START RECORDS SHOWN

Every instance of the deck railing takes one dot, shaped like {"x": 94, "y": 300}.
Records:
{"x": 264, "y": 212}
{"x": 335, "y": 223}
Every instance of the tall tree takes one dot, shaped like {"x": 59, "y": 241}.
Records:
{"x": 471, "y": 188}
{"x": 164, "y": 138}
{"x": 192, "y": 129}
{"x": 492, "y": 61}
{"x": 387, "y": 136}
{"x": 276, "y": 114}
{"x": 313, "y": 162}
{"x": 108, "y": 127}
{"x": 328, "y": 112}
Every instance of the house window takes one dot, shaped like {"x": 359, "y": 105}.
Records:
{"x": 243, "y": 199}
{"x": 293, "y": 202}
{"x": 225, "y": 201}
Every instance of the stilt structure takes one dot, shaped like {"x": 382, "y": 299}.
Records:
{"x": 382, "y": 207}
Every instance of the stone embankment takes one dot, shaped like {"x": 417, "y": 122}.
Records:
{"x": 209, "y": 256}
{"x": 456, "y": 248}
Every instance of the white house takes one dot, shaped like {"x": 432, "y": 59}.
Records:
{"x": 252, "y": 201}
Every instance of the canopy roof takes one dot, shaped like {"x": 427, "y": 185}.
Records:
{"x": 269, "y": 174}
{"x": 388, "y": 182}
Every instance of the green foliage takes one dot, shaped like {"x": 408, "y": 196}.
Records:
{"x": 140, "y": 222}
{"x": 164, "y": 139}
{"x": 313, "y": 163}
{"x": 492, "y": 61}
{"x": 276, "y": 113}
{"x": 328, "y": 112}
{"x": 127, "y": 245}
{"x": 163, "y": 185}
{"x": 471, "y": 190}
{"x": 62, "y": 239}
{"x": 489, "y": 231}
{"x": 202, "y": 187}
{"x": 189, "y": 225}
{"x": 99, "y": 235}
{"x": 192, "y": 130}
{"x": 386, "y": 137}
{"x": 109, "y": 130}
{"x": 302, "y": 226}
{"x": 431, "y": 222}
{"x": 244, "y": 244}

END RECORDS SHOWN
START RECORDS SHOWN

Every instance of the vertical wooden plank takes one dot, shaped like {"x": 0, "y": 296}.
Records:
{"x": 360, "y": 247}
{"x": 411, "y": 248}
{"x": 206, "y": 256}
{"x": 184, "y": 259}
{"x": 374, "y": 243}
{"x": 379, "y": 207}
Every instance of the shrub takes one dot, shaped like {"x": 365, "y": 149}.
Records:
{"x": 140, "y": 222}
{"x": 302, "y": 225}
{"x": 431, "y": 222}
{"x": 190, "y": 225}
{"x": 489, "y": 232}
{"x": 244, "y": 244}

END RECORDS SHOWN

_WORK ORDER:_
Find each line of the data above that holds the word "house", then copy it.

_EXERCISE RESULT:_
Every instance of the house window takes one dot, shaped like {"x": 359, "y": 105}.
Every instance of the white house takes one dot, shaped like {"x": 432, "y": 59}.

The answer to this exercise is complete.